Text extract:
Still felt like I should've killed it, but I imagine some animal ate it by now.

I wouldn't try to brain an animal. I wouldn't even shoot a deer, that might get you in trouble with your state's DNR. Best bet is to call local law enforcement and have someone come rut it down.

Yeah, it was a pretty populated road too so I didn't want someone to drive by and see me beating a deer to death with a tire iron, that'd probably get me some unwanted attention.

Thought the thing was gonna die honestly, but I guess not.

>Leaving a regatta in Newport heading to Toronto
>My shift to drive
>sun is just starting to come up
>Pulling 2300lb sailboat and 900lb trailer behind f250
>on the two lane highway when a deer comes out on the road only about 50 feet ahead of me
>Split second decision to just maintain speed and not try to hard brake or steer around it
>hit the deer dead on going about 55mph.
>Deer guts everywhere and blood on the windshield
>Buddy wakes up and screams
>Pull over and pull deer limbs and guts out of bull bar/grill
>Continue home with only one broken headlight and passenger side mirror missing.

I'm pretty sure I've hit the same wombat a few times now. The little bastard keeps running out in front of me at the last second. I saw a few scars on him last time so I'm sure it's the same guy.
Those little fuckers are like tanks.

>driving company van to a customer's location
>around 2am inna NJ turnpike
>coworker and I chatting about life and talking shit about work
>van is a POS chebby, headlights have this weird problem where their intensity increases and decreases very slow, annoying as fuck but whatever
>doing ~75 cause fuck nobody is out there
>headlights at their dimmest now when I pick up a shape on the road
>by the time co worker utters a word I'm already half a lane over
>two fucking raccoons in the goddamn lane
>avoid fucks but end up clipping one of them
>raccoons must have been at least 30 lbs each
>pull over at next gas station
>some hairs on side of bumper with light damage

And nothing of value was damaged or killed that day

>10 years ago
>about 3.30am
>driving home in my old r32 skyline
>cruising through the suburbs
>cat, out of nowhere, tries to run across the road in front of me, way too late
>nothing i could do about it, two big thuds as it goes under each wheel
>tfw i feel like a piece of shit for killing someone's cat

>animal strikes
Remember, when you tell the insurance agency what happened the animal hit you

>"outdoor cats"
the owner deserved it, you saved a lot of other animals that actually belong outside as well

>I didn't want someone to drive by and see me beating a deer to death with a tire iron,

>it was a pretty populated road too so I didn't want someone to drive by and see me beating a deer to death with a tire iron

>SUV drives by during the killing
>soccer mom reports a crazed bambi-killer nicknamed "The Tire Iron Deerslayer"

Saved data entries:
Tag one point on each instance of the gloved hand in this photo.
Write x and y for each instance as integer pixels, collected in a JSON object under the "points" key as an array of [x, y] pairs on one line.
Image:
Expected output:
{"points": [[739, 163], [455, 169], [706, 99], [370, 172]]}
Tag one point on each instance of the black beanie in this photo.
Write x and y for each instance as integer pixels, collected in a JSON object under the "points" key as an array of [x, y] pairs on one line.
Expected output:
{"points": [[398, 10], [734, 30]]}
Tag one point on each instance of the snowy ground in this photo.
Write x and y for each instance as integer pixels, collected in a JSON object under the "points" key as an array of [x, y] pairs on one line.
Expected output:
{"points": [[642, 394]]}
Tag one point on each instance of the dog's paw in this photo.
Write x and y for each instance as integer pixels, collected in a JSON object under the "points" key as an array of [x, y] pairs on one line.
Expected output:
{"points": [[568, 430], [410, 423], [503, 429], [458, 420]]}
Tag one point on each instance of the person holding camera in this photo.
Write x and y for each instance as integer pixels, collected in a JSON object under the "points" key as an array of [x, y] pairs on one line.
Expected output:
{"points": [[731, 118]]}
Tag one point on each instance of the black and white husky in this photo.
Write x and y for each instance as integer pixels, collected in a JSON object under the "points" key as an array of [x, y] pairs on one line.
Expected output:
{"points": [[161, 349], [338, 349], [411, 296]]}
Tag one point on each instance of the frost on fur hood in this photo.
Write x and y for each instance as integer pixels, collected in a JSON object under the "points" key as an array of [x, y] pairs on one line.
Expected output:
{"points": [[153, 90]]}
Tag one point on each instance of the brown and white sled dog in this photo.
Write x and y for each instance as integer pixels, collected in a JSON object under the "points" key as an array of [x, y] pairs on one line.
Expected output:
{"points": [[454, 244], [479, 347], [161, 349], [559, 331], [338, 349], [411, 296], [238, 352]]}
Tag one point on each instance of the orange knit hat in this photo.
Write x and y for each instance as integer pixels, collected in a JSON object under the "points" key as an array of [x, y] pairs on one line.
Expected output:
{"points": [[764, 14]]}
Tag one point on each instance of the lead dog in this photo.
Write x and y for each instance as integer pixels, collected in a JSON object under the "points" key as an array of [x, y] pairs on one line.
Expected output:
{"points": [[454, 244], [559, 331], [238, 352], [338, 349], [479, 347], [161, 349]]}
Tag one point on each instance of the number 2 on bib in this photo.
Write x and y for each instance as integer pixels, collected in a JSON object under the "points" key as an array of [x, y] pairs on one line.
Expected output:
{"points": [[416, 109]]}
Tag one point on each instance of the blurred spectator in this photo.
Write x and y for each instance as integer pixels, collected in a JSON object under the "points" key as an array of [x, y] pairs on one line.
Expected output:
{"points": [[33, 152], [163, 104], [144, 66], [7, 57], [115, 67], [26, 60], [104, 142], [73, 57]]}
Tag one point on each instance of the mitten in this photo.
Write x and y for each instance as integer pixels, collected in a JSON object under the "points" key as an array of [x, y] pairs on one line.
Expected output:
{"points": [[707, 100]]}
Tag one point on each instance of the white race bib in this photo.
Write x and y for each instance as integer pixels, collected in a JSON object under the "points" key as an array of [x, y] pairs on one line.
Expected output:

Parts of the exercise:
(a) Can you reproduce the stretch of the animal-collision posts from "Thought the thing" through "going about 55mph.", replacing "deer" with "moose"?
(b) Do these statements agree with the animal-collision posts? Answer yes or no for each, quoting the words that decide it. (i) The sailboat being towed weighed 2300lb. (ii) The van driver hit both raccoons. (iii) The cat was killed at about 3.30am.
The saved data entries are separate material, unrelated to the animal-collision posts.

In response:
(a)
Thought the thing was gonna die honestly, but I guess not.

>Leaving a regatta in Newport heading to Toronto
>My shift to drive
>sun is just starting to come up
>Pulling 2300lb sailboat and 900lb trailer behind f250
>on the two lane highway when a moose comes out on the road only about 50 feet ahead of me
>Split second decision to just maintain speed and not try to hard brake or steer around it
>hit the moose dead on going about 55mph.

(b)
(i) Yes: "Pulling 2300lb sailboat and 900lb trailer behind f250"
(ii) No: "avoid fucks but end up clipping one of them"
(iii) Yes: "about 3.30am"